> **Objective**:
Only the lines from the one containing "Reviewer note: confirm one keypoint per instance of the baking" through the end of the data below should be copied, each exactly as written and with both ends kept.

[Dataset excerpts on object pointing]
START
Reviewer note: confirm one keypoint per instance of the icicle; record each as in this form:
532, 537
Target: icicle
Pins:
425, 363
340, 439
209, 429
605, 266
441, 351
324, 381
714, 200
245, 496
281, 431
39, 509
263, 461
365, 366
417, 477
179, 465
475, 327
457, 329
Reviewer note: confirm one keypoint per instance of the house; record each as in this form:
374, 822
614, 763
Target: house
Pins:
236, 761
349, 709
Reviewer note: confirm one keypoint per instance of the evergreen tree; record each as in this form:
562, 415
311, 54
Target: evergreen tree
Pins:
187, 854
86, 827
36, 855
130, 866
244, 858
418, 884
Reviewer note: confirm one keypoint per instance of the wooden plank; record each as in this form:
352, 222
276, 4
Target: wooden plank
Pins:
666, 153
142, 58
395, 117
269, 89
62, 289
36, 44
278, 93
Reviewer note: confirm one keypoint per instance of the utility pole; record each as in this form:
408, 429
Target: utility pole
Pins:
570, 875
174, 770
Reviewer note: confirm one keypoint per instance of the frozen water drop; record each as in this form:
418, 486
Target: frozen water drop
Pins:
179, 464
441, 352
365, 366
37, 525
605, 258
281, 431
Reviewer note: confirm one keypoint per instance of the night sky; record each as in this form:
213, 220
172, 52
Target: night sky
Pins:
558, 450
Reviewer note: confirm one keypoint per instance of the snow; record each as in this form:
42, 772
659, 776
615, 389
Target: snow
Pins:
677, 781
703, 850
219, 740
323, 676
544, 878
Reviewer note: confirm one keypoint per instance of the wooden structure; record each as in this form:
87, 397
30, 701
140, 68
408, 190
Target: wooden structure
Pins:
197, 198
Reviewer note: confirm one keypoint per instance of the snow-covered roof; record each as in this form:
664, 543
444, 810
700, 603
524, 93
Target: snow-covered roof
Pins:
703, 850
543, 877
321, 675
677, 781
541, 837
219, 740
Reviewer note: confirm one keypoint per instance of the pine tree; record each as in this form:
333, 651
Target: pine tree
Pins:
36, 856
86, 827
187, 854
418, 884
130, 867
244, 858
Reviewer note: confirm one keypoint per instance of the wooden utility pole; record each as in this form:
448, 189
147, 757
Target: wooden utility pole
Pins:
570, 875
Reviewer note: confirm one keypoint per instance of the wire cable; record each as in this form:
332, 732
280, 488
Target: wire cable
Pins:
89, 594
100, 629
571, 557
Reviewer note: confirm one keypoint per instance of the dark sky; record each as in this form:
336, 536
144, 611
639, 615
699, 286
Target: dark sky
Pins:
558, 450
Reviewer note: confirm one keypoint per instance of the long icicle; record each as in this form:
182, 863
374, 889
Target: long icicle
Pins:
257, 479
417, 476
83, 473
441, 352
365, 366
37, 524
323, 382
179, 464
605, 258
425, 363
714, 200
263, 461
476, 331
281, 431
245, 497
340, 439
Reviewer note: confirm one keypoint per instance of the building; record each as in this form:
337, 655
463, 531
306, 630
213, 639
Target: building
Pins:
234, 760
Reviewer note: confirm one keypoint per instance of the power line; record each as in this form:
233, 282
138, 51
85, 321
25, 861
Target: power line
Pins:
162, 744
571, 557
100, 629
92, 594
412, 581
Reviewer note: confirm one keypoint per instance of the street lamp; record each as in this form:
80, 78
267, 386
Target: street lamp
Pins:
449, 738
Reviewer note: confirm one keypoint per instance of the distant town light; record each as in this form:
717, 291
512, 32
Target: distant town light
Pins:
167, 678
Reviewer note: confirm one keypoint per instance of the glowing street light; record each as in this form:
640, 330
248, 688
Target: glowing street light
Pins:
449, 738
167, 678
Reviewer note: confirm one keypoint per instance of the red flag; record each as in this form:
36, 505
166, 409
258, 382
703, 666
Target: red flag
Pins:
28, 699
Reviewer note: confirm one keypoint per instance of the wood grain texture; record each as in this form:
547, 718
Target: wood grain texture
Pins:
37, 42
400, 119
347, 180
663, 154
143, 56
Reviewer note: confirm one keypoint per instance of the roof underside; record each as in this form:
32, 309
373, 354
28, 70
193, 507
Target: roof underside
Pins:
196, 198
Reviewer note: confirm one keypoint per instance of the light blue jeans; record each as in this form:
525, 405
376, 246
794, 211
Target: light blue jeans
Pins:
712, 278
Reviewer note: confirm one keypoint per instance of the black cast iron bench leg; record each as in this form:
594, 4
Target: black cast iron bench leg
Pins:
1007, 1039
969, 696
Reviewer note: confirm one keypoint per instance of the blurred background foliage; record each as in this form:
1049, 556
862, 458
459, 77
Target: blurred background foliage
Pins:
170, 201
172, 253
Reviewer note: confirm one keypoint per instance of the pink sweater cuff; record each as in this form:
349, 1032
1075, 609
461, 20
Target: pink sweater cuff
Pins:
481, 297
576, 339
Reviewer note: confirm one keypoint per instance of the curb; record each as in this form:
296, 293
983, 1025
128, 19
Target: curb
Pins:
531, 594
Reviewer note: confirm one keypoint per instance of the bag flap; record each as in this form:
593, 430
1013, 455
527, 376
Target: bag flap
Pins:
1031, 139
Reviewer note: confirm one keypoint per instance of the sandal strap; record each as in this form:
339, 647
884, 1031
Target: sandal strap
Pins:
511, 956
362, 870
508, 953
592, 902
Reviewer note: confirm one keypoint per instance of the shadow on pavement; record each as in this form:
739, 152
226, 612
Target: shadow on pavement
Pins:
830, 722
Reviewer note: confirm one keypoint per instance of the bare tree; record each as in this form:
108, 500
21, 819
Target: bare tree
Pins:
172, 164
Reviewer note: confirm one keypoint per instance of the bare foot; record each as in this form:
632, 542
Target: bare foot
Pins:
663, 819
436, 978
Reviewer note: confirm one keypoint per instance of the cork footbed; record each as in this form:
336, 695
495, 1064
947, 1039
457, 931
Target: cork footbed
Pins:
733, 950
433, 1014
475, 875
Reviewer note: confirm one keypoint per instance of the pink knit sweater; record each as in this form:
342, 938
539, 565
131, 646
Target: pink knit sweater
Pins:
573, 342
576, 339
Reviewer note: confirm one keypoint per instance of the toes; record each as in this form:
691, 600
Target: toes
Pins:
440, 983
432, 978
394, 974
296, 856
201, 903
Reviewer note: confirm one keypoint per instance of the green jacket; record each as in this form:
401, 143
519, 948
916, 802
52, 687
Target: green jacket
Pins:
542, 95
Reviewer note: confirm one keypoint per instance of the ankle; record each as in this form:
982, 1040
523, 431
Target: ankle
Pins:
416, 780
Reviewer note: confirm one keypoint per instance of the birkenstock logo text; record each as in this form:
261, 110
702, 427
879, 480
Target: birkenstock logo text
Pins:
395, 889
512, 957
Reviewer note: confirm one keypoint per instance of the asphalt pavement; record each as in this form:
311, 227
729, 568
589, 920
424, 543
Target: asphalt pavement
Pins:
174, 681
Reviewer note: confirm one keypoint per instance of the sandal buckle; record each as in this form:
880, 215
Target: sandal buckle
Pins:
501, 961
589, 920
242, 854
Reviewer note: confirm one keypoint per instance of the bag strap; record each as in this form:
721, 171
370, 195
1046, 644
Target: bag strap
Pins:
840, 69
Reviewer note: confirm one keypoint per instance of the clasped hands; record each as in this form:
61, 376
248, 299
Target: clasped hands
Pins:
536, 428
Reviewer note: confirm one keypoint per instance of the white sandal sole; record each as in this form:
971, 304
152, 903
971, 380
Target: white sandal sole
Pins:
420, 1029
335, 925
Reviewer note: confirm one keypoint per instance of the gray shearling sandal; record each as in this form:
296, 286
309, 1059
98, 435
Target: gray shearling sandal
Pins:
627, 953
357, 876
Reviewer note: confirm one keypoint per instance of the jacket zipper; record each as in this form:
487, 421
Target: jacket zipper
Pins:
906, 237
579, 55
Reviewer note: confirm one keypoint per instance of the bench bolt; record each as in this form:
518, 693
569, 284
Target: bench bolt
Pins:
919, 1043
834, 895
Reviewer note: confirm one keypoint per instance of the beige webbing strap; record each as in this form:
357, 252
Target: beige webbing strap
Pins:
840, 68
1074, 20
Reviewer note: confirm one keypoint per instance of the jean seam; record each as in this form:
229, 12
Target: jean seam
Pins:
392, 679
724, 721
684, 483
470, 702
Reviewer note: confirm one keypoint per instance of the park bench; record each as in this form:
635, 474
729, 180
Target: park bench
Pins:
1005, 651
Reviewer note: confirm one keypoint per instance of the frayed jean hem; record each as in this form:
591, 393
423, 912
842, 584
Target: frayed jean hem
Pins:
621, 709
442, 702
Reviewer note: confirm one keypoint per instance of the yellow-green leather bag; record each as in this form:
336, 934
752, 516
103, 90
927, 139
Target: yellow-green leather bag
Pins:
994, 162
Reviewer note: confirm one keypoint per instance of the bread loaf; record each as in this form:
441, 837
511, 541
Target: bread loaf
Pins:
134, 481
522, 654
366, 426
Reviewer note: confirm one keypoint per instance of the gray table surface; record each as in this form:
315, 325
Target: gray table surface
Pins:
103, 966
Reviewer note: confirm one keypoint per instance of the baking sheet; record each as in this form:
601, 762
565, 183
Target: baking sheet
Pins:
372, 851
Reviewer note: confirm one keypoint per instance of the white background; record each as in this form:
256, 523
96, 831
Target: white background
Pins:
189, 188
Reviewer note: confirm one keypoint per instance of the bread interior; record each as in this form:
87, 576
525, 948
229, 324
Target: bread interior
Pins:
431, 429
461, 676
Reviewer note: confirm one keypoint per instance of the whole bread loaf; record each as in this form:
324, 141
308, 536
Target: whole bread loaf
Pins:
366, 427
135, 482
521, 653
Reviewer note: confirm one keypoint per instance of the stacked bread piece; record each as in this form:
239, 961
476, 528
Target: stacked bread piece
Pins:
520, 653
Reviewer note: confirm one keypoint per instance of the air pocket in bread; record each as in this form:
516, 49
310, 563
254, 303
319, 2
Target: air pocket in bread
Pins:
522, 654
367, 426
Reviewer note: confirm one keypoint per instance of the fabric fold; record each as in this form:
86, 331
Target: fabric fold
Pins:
END
> **The solution**:
Reviewer note: confirm one keypoint per instance of the baking sheet; record each as in this form:
601, 762
565, 183
Target: baking sheet
Pins:
372, 851
Reviewer note: confirm one keypoint per instance of the white background; record each as in this form:
256, 523
96, 831
Target: white background
Pins:
189, 188
Reviewer note: confirm one keypoint per instance of the bread interior; record each as in this form:
87, 576
525, 948
229, 324
Target: bread interior
Pins:
431, 429
461, 676
Reviewer note: confirm one keypoint per instance of the whole bread loaf; record each as in this form:
324, 141
308, 536
Target: whole bread loaf
Pins:
366, 427
135, 482
521, 653
Reviewer note: confirm one keypoint per instance of the stacked bread piece; record each as in this form:
239, 961
476, 528
Target: stacked bread piece
Pins:
520, 653
Reviewer note: confirm one keypoint per instance of the air pocket in bread; record each as in this form:
516, 49
310, 563
254, 303
319, 2
Target: air pocket in bread
Pins:
522, 654
367, 426
Reviewer note: confirm one keypoint per instance of the fabric fold; record each as in this form:
86, 331
Target: fabric fold
Pins:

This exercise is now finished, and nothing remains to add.